Models	F1	HEQ-Q	HEQ-D
Without BERT
BiDAF++ w/2-ctx	60.1	54.8	4.0
FlowQA	64.1	59.6	5.8
FlowDelta w/o BERT	64.1	58.3	5.5
HCFTR	64.2	59.6	5.9
With BERT
HAE	62.4	57.8	5.1
HAM(Bert-Base)	64.4	60.2	6.1
BertCoQAC	65.1	60.2	6.6
HCFTR+BERT	65.1	60.5	6.0
QSM	67.8	63.1	6.4
Human	80.8	100	10

Table 5

Ablation test of model structure on CoQA

	F1	No_F1	Yes_F1	No_answer_F1
QSM	83.0	90.5	97.9	2.7
- coupling question select	79.6	81.1	85.1	15.9
- original question select	78.4	63.5	74.2	24.5
- recurrent reasoning	76.7	74.0	96.0	44.7

Table 6

Comparison of F1-scores of different pre-trained models

Models	CoQA	QuAC
	+His/+QSM	+His/+QSM
BERT	76.7 / 83.0	54.4 / 67.8
BERT_large	81.4 / 86.7	61.5 / 69.0
RoBERTa	81.2 / 83.6	67.8 / 69.8
RoBERTa_large	86.5 / 89.7	70.3 / 72.2

From Table 3, we can make three observations, as follows. The performance of methods based on pre-trained language models is significantly better, and the performance of our model is much higher than the first six alternative models in the table. In comparison to other models based on a pre-trained BERT, our model also shows superior performance. Compared with the cornerstone model SDNet, our QSM has improved its F1 score by 6.4%, thus demonstrating the importance of the way we treat the historical information and the reasoning processes. The improved performance of our model is seen across all areas of CoQA dataset, indicating that our approach is domain-independent.
******************************
▶ **To-do list**
a) Answer these questions from the results excerpt above, one answer per line, marked the same way:
(i) In the ablation test on CoQA, what F1 score does QSM reach?
(ii) Which model is called the cornerstone model, and by how much did QSM improve its F1 score?
(iii) What F1 score does RoBERTa_large reach on QuAC with +QSM?
b) Please recast the paragraph of the results excerpt above that begins "From Table 3, we can make" as a short list, keeping its main facts.
c) Summarize the results excerpt above in two sentences.
******************************
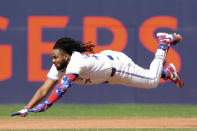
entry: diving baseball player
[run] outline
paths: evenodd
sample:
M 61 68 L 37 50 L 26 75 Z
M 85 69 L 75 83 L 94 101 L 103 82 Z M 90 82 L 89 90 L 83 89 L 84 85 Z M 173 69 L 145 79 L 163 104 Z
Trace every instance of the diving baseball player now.
M 184 84 L 175 66 L 171 63 L 164 67 L 168 49 L 171 45 L 180 42 L 182 37 L 178 34 L 157 33 L 157 40 L 159 46 L 149 69 L 136 65 L 122 52 L 104 50 L 94 54 L 94 45 L 90 43 L 82 43 L 67 37 L 57 40 L 51 53 L 53 65 L 47 79 L 29 103 L 11 116 L 25 117 L 28 112 L 47 110 L 68 91 L 73 83 L 82 85 L 109 83 L 156 88 L 160 78 L 163 78 L 171 80 L 182 88 Z M 41 102 L 52 89 L 49 97 Z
******************************
▶ **Solutions for each task**
a)
(i) 83.0
(ii) SDNet; by 6.4%
(iii) 72.2

b)
- Methods based on pre-trained language models perform significantly better.
- The authors' model performs much higher than the first six alternative models in the table.
- It also outperforms other models based on a pre-trained BERT.
- QSM improves the F1 score of the cornerstone model SDNet by 6.4%, showing the importance of how historical information and reasoning are handled.
- The improvement appears across all areas of the CoQA dataset, indicating the approach is domain-independent.

c) The excerpt reports F1 and related scores for QSM and other models, including an ablation test of model structure on CoQA and a comparison of pre-trained models such as BERT and RoBERTa. It states that QSM outperforms other BERT-based models, improves the F1 score of SDNet by 6.4%, and performs better across all areas of the CoQA dataset.